▶ [WRITTEN INSTRUCTION]
Retype each record shown below, leaving every character as it is.

▶ [GIVEN RECORDS]
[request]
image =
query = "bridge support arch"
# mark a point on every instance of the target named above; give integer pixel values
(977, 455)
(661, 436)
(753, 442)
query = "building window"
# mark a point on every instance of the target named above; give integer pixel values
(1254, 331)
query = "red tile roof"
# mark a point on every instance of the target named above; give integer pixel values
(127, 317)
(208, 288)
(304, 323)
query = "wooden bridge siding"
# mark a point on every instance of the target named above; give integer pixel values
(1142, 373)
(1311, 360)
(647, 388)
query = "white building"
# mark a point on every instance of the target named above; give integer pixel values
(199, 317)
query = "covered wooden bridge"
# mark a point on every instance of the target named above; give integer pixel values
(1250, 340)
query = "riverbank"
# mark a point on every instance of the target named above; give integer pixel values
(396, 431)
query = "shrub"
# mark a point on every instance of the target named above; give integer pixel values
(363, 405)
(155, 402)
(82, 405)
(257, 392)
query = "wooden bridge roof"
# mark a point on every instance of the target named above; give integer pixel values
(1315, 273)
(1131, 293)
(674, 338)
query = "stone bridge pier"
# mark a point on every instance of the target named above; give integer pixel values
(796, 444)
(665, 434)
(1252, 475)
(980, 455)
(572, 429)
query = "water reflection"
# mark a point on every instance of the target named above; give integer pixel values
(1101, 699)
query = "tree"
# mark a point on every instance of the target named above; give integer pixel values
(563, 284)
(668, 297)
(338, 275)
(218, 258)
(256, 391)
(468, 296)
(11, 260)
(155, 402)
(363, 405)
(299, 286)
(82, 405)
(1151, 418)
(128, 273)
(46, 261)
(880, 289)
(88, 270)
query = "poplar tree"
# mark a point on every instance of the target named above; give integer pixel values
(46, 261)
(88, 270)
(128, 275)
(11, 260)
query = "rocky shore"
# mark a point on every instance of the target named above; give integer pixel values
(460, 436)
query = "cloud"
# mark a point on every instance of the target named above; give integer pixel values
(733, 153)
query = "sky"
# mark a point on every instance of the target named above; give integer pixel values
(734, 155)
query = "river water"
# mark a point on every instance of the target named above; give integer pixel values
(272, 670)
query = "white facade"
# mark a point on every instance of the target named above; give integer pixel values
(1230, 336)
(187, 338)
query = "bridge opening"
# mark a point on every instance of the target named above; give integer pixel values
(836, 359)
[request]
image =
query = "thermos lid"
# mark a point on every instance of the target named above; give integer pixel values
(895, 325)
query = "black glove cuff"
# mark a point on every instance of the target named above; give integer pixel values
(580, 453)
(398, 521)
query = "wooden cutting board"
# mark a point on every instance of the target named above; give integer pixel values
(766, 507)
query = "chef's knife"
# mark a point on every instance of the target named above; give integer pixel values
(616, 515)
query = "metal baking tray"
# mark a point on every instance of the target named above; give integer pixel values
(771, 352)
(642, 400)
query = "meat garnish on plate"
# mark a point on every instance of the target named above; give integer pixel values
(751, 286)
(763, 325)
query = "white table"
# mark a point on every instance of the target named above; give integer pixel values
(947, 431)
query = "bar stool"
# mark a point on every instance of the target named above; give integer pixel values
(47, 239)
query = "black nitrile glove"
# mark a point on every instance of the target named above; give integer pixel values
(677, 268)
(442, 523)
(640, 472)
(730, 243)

▶ [ANSWER TO THE TASK]
[request]
image =
query = "bridge support arch"
# mark a point on every instance of the target named above; give integer pixel values
(977, 455)
(661, 436)
(753, 442)
query = "building window"
# mark a point on every instance of the target named above; give integer pixel values
(1254, 331)
query = "red tile roof"
# mark a point on every instance of the target named above; give integer pixel values
(127, 317)
(208, 288)
(304, 323)
query = "wooden bridge siding"
# mark a point on every instance of the target named above; give integer pixel values
(1142, 373)
(1311, 360)
(647, 388)
query = "white building"
# mark a point on every instance of the target named above; give integer pixel values
(199, 317)
query = "covered wooden bridge"
# mark a point on every instance of the target named above; give integer pixel values
(1250, 340)
query = "riverbank"
# mark a point on every instance of the target named above; give integer pixel values
(396, 431)
query = "shrub"
# mark a point on every instance of the target named above; give integer pixel values
(363, 405)
(155, 402)
(82, 405)
(257, 392)
query = "wooden bridge roof"
# mark a point on every instance of the target named above; give integer pixel values
(1315, 273)
(1131, 293)
(674, 338)
query = "stone bridge pier"
# mark a point on every instance of the target named above; give integer pixel values
(796, 444)
(665, 434)
(1252, 475)
(980, 455)
(572, 429)
query = "water reflection"
# mark a point on every instance of the target named above; give integer pixel values
(1101, 699)
query = "tree"
# mark a point on every instance of the target named above; give integer pixel values
(563, 284)
(668, 297)
(338, 275)
(218, 258)
(256, 391)
(468, 296)
(11, 260)
(155, 402)
(363, 405)
(299, 286)
(82, 405)
(1151, 418)
(128, 273)
(46, 261)
(880, 289)
(88, 270)
query = "poplar tree"
# mark a point on every instance of the target named above; give integer pixel values
(46, 261)
(88, 270)
(128, 275)
(11, 260)
query = "rocky shore"
# mark a point on every instance of the target named above; give integer pixel values
(460, 436)
query = "cloud"
# mark a point on every instance of the target named above; give integer pixel values
(733, 153)
query = "sky"
# mark a point on every instance of the target named above; give integer pixel values
(734, 155)
query = "river water"
# mark a point on every instance of the target named above; give integer pixel values
(272, 670)
query = "white facade"
# mark a point on every instance of the target named above; give integer pixel values
(1230, 336)
(187, 338)
query = "bridge opening"
# mark a point on every instance of the target named above; give integer pixel values
(836, 359)
[request]
image =
query = "thermos lid"
# mark a point on every instance of the target named above; give integer pixel values
(895, 325)
query = "black glove cuff"
# mark a point on every instance of the target named above; give integer pixel values
(580, 453)
(398, 521)
query = "wooden cutting board"
# mark a point on every instance of the target named above; give integer pixel values
(766, 507)
query = "chef's knife"
# mark a point on every instance of the target named above; give integer pixel values
(616, 515)
query = "metal baking tray"
# mark a point on every instance of the target named above; give integer pixel values
(771, 352)
(642, 400)
query = "meat garnish on plate"
# mark a point on every instance of the target named above; give integer pixel values
(751, 286)
(763, 325)
query = "white table"
# mark a point on every instance of the target named above; give integer pixel values
(947, 431)
query = "bar stool"
# mark a point on every instance of the target named above; give integer pixel values
(47, 239)
query = "black nitrile glove"
# mark a point on every instance of the target named above; give integer pixel values
(677, 268)
(442, 523)
(640, 472)
(730, 243)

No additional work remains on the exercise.